• Problem to work on: Print the lines in the listing below that fall between the line with "Target: bread roll" and the line with "the wooden serving", those two lines included, exactly as they stand and with nothing else.

• Supplied entries:
________________________________________

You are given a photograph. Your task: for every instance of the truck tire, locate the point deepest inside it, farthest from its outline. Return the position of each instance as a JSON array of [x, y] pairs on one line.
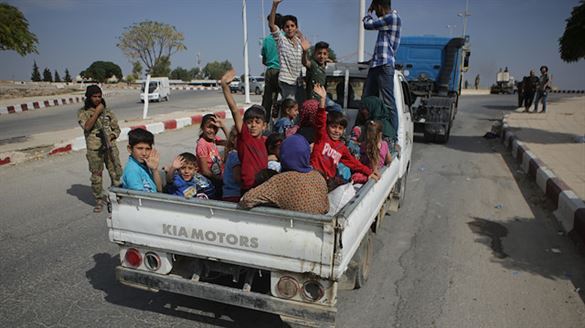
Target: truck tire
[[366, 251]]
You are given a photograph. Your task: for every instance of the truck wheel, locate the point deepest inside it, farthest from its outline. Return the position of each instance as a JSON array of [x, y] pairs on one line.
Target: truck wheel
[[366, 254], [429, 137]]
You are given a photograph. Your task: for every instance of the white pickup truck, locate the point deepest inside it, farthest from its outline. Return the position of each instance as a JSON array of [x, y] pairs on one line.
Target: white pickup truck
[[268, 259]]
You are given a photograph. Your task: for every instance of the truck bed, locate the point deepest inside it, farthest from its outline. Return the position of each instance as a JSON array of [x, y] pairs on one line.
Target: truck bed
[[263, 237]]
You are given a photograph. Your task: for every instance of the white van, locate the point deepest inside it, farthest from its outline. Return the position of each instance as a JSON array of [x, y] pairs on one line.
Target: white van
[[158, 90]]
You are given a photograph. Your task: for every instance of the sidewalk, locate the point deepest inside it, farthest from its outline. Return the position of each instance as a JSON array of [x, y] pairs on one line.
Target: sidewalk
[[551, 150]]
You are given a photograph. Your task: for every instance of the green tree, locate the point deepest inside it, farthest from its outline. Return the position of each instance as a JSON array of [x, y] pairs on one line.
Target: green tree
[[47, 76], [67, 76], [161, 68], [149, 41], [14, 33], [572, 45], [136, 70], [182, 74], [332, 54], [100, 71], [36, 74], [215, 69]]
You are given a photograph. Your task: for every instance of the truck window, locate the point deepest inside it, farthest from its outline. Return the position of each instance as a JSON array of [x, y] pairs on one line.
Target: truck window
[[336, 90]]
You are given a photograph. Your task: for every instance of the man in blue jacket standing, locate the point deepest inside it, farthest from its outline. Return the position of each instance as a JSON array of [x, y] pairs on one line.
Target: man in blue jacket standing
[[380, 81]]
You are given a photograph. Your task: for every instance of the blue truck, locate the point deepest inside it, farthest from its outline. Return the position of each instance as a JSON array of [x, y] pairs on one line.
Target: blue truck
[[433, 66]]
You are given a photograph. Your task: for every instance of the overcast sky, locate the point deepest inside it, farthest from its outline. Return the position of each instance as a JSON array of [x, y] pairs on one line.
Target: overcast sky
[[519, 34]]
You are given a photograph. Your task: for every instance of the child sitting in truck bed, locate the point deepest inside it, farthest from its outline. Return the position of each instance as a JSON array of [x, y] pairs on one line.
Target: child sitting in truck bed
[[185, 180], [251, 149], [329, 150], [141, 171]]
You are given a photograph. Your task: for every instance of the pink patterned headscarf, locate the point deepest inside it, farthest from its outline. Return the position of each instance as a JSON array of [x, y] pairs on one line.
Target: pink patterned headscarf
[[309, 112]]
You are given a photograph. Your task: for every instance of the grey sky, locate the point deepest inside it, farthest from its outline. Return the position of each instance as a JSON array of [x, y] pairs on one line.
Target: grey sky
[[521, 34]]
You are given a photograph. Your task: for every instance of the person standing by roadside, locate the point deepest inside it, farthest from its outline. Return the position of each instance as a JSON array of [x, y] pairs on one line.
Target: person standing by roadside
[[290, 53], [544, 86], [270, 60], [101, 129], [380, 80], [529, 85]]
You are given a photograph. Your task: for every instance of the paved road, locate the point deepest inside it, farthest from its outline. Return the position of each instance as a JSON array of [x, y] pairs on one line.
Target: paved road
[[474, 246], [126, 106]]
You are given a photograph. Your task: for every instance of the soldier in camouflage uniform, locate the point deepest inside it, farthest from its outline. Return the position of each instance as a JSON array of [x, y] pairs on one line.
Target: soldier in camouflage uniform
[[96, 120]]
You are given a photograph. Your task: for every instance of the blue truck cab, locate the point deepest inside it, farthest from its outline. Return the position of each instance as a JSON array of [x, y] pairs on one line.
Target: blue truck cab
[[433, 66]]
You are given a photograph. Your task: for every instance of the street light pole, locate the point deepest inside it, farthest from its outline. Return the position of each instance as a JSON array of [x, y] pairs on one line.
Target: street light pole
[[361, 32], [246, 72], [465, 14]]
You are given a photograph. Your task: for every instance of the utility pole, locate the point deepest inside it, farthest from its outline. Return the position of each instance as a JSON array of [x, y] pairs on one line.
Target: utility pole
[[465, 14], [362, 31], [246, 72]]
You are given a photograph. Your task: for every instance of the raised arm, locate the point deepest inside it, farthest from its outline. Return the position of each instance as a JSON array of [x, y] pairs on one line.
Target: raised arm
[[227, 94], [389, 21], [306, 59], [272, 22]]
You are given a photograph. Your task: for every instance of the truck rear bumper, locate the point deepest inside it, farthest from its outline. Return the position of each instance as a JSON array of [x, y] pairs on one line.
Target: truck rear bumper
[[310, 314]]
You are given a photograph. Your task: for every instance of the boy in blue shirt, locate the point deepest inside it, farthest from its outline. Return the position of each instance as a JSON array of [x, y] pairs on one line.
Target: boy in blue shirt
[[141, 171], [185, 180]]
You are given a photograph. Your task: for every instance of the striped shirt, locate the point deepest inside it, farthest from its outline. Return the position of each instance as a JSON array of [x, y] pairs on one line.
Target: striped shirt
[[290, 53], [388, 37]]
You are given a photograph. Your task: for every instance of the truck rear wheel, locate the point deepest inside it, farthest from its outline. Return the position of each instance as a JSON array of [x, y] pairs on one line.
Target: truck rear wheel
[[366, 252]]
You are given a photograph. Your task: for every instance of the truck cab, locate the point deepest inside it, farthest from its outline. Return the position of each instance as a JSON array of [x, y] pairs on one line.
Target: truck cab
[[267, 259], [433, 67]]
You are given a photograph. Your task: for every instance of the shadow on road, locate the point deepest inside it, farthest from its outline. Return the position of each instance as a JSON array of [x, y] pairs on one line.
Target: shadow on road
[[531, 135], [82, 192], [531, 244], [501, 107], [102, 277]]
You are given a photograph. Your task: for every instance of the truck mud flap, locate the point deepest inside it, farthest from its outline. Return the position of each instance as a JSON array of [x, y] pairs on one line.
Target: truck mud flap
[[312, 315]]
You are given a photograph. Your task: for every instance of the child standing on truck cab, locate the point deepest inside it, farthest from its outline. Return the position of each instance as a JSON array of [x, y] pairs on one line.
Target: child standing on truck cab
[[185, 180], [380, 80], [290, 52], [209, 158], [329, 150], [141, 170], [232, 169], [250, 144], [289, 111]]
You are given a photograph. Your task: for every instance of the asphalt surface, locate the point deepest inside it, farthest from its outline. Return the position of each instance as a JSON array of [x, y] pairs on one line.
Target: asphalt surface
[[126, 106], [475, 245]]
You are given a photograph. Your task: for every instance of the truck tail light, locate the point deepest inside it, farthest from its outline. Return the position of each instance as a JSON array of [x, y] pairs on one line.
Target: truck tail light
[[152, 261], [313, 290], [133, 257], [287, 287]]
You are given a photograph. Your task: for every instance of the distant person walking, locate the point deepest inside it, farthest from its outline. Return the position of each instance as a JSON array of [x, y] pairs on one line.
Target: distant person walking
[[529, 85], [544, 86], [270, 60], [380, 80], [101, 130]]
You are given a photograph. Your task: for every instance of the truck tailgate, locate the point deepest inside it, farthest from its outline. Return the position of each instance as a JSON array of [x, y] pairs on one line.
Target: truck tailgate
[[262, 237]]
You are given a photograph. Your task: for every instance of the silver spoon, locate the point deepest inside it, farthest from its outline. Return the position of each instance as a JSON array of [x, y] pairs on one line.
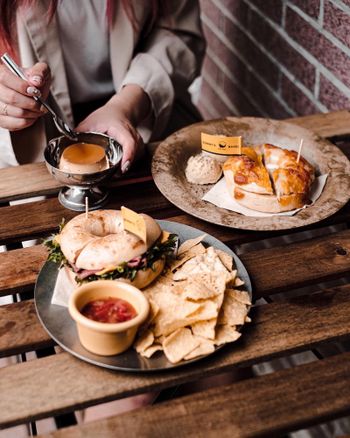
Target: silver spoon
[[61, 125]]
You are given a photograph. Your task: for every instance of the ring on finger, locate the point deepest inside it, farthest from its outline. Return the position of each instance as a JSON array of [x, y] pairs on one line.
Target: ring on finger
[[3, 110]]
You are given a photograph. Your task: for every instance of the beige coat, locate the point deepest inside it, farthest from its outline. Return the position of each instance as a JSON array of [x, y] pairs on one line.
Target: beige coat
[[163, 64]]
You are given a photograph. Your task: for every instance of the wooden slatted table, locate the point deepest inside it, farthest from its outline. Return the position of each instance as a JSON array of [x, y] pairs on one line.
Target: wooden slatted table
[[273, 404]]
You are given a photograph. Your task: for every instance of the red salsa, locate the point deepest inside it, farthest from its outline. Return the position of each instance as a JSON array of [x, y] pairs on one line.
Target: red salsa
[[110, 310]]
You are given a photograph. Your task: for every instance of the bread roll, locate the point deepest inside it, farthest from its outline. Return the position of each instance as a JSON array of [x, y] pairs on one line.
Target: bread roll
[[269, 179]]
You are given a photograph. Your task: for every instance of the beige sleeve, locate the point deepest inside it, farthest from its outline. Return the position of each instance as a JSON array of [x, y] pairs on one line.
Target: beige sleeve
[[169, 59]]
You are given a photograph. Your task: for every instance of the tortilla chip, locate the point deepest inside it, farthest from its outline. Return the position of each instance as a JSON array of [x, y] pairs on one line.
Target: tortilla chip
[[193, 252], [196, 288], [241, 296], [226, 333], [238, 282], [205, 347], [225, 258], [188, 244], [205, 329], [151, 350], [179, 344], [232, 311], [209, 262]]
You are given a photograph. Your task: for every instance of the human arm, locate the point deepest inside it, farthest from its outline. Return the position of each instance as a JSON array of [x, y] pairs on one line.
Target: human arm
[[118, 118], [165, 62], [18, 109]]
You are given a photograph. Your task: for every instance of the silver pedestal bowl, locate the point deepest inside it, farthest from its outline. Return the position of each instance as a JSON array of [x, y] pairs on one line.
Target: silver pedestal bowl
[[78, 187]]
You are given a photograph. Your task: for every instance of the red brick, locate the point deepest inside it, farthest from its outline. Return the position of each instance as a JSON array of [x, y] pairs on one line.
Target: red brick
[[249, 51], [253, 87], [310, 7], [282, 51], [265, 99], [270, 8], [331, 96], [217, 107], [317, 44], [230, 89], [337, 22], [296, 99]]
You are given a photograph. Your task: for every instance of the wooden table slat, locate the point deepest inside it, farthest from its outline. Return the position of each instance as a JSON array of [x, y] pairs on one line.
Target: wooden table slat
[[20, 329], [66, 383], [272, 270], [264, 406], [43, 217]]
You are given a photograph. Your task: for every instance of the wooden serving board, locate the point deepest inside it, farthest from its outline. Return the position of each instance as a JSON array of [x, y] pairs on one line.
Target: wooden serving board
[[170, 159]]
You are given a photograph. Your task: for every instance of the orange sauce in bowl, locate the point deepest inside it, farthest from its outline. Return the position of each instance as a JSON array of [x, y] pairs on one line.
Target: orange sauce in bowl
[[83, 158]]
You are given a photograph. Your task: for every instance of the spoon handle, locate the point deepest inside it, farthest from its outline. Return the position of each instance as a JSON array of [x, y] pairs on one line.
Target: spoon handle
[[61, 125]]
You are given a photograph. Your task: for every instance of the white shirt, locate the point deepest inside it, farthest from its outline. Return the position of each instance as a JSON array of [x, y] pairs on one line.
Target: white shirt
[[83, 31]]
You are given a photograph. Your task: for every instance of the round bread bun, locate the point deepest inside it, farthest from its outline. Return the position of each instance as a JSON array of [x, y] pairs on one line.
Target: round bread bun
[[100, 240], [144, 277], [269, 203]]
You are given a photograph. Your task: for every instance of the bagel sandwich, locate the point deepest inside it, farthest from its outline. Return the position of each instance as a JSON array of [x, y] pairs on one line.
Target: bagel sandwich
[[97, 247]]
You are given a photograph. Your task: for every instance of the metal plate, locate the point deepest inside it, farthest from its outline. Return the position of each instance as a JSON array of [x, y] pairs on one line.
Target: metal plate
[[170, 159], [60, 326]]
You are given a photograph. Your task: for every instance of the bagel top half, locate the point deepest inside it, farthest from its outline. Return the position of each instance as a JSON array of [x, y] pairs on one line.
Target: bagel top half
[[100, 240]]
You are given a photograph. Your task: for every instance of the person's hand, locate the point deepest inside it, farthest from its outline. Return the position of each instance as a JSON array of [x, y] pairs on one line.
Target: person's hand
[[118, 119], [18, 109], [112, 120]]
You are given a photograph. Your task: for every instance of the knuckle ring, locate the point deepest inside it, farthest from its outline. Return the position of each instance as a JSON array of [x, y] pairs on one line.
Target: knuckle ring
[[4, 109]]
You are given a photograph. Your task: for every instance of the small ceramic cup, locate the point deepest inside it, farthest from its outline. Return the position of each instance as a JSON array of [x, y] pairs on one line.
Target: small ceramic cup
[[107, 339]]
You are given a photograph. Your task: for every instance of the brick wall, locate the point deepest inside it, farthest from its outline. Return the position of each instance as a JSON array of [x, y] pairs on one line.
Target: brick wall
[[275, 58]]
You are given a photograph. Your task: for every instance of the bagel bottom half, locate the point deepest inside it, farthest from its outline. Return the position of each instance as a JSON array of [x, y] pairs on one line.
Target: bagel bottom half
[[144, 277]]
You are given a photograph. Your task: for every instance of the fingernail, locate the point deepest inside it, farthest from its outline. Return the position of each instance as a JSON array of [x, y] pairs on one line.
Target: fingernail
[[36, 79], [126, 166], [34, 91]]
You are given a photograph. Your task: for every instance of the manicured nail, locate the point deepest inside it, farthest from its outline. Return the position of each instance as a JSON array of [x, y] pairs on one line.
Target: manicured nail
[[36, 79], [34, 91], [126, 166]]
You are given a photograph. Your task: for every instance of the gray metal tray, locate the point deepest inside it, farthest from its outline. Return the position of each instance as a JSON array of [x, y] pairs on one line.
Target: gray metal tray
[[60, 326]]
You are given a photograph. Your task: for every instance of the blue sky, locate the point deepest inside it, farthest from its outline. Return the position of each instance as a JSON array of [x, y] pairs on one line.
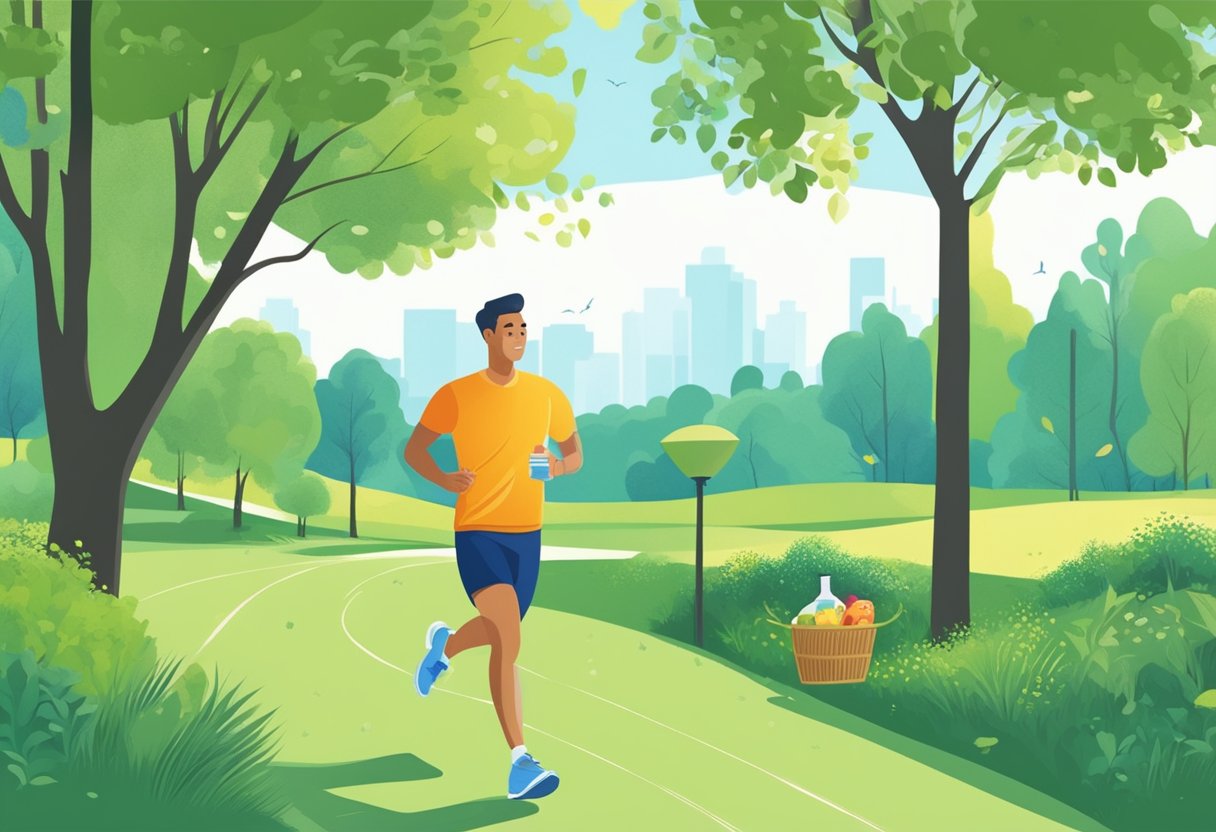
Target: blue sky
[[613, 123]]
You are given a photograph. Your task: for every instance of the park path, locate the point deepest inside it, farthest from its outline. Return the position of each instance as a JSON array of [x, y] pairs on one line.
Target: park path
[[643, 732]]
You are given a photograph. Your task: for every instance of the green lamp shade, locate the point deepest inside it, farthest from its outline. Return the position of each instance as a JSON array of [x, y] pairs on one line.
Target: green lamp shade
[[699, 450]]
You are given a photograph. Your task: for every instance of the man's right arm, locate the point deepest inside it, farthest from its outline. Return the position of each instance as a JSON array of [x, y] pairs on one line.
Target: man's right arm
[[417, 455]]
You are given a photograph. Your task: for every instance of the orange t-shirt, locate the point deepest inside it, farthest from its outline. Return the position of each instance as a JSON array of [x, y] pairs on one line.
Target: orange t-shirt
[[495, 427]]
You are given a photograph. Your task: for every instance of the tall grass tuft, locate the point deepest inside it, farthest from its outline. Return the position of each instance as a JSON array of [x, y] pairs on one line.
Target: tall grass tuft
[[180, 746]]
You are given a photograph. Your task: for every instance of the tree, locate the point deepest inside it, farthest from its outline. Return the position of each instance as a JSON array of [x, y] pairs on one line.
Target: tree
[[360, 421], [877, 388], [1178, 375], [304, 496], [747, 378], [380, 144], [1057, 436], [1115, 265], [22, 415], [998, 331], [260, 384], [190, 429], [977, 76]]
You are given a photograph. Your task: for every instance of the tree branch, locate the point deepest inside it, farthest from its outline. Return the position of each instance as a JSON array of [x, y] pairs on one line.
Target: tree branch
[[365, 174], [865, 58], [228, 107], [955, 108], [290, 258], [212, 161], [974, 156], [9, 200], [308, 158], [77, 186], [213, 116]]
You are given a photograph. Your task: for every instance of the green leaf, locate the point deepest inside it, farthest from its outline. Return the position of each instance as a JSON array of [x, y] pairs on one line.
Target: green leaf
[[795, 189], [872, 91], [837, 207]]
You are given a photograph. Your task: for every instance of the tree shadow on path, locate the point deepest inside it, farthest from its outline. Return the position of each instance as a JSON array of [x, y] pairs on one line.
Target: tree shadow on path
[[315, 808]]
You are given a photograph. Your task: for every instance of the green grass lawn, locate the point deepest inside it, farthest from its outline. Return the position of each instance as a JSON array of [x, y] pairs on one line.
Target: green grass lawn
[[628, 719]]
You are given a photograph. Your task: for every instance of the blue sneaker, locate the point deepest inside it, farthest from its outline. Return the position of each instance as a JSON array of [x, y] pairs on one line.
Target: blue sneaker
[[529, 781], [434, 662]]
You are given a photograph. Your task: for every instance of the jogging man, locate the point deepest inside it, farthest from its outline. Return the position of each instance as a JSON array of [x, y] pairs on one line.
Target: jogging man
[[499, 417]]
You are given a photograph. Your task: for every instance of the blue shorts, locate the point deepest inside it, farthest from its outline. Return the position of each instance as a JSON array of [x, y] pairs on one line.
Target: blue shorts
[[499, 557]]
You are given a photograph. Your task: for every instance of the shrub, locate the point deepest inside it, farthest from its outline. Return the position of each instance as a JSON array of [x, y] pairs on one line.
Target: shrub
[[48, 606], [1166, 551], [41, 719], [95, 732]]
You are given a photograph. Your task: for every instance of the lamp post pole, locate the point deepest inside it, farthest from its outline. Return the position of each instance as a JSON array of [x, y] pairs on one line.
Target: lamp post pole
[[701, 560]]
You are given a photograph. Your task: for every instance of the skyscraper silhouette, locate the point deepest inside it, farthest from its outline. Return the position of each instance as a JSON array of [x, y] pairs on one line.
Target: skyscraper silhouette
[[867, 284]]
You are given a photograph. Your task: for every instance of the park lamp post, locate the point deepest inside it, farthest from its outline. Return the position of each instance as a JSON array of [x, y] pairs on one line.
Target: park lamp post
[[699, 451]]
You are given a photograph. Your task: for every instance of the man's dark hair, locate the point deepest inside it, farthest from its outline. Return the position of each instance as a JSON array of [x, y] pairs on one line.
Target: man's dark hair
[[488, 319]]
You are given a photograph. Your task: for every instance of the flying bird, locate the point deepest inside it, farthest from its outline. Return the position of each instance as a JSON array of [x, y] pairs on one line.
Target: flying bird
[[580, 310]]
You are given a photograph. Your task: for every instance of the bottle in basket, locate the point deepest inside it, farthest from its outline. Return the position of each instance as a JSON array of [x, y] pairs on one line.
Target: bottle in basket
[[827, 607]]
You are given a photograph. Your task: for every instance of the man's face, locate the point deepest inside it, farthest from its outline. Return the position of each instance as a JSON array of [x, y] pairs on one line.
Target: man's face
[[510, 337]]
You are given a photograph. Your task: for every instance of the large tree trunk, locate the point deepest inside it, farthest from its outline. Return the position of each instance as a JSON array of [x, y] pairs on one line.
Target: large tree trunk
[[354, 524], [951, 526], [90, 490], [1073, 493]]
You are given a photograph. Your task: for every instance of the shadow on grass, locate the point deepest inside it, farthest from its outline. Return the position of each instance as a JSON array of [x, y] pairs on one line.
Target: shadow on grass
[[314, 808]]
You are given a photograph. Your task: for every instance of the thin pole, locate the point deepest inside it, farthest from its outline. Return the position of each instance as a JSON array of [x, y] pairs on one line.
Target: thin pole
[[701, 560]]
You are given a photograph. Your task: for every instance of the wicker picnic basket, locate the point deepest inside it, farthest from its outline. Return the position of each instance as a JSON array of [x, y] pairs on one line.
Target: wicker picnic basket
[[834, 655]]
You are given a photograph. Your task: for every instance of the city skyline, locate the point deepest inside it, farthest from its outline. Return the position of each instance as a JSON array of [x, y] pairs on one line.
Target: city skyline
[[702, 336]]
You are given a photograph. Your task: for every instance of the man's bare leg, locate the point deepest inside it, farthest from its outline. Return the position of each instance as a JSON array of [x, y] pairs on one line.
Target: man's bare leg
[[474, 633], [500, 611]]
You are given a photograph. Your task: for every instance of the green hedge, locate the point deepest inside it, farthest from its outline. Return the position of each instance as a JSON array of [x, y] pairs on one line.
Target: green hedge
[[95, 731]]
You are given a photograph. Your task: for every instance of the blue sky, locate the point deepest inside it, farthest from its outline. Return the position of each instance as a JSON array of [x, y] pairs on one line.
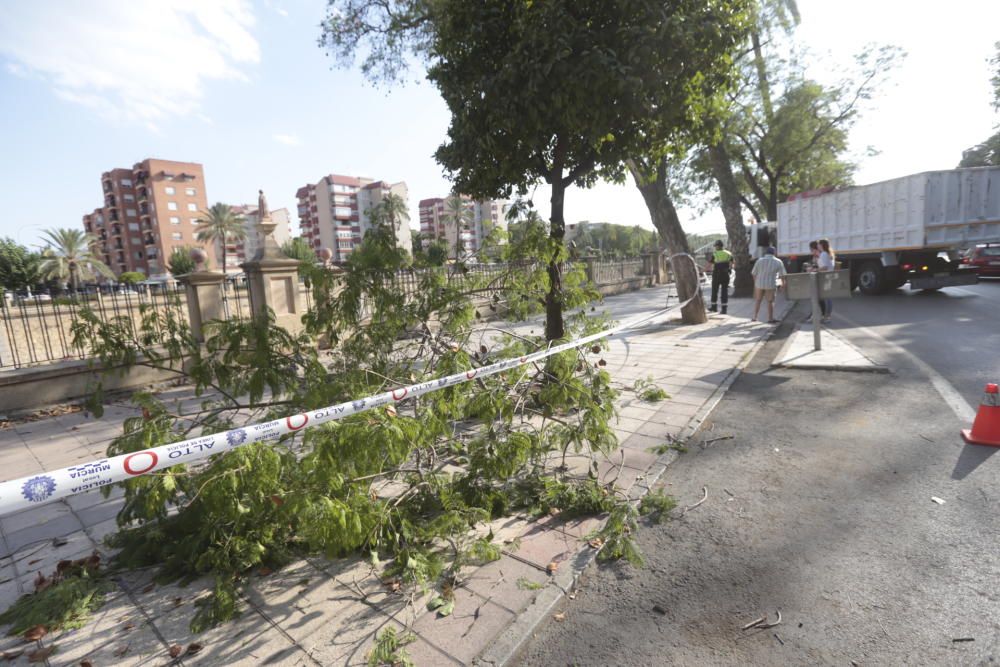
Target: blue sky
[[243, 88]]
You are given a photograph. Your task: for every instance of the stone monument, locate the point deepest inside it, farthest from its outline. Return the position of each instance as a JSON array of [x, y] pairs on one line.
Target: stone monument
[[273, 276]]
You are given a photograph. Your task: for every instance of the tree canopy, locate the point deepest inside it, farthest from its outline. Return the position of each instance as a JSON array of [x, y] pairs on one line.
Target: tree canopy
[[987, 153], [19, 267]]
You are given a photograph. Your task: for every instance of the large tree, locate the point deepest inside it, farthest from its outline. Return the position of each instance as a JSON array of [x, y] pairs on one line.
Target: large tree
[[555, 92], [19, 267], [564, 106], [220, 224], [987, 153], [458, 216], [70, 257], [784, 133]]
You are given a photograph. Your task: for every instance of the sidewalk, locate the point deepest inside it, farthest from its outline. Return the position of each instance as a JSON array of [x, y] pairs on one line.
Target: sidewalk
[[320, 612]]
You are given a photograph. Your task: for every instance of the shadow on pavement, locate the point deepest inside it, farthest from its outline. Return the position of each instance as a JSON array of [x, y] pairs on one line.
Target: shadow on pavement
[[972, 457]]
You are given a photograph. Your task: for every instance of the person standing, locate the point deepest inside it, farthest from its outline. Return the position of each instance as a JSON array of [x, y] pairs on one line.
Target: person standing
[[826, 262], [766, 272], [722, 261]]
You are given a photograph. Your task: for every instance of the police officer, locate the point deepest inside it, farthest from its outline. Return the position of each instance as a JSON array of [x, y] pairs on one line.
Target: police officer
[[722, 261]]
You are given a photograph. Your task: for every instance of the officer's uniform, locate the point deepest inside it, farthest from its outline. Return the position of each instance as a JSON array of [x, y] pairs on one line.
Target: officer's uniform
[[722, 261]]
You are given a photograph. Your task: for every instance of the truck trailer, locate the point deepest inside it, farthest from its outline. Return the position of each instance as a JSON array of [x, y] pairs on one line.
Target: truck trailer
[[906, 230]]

________________________________________

• Task solution:
Target: bread roll
[[269, 179]]
You are given a photograph. Your task: for every instance of the beige sleeve, locate the point deepest inside it, farthest from its outline. Return the position of each instance as a JSON array of [x, y] pairs on one line.
Target: beige sleeve
[[169, 59]]
You are given a photograph. Your task: for every instance of the tortilla chip, locate the point deepest inside it, farthest from its outline. Return the position of each instance as a JSON array of [x, y] pairs on one line.
Target: tortilla chip
[[193, 252], [196, 288], [241, 296], [226, 333], [238, 282], [205, 347], [225, 258], [188, 244], [205, 329], [151, 350], [179, 344], [232, 311], [209, 262]]
You are given a photograph. Your task: for every instance of the human arm, locate the point deepest inside it, farthest from its outline. Return the position of each instance as a JSON array of [x, y] pairs on one line.
Target: human arm
[[118, 118], [165, 62], [18, 109]]
You are given a photograph. Your task: for every instance of the silver pedestal bowl, locate the point deepest inside it, farthest from its outline. Return the position of each instance as a JSON array of [x, y] pairs on one line.
Target: silver pedestal bowl
[[78, 187]]
You are given a photograph. Your task: for every instance of the red brick, locate the point deepest inside it, farthest from its outline. Return the position of each instance as a JSON array of [x, y] pairs on one line.
Target: red brick
[[249, 51], [253, 87], [310, 7], [282, 51], [265, 99], [270, 8], [331, 96], [217, 107], [317, 44], [230, 89], [337, 22], [296, 99]]
You are given a photograph. Your task: for every instance of the wooden table slat, locate the point deepest inside it, farthest from its outline. Return the position of each instance as a JSON array of [x, y] pairs on one line.
Target: wooden table slat
[[20, 329], [66, 383], [272, 270], [264, 406], [43, 217]]
You are given a photograph. Your task: for every instance of the wooden serving board, locate the point deepest inside it, farthest from its outline. Return the position of each instance as a JSON array of [x, y] pairs on one line.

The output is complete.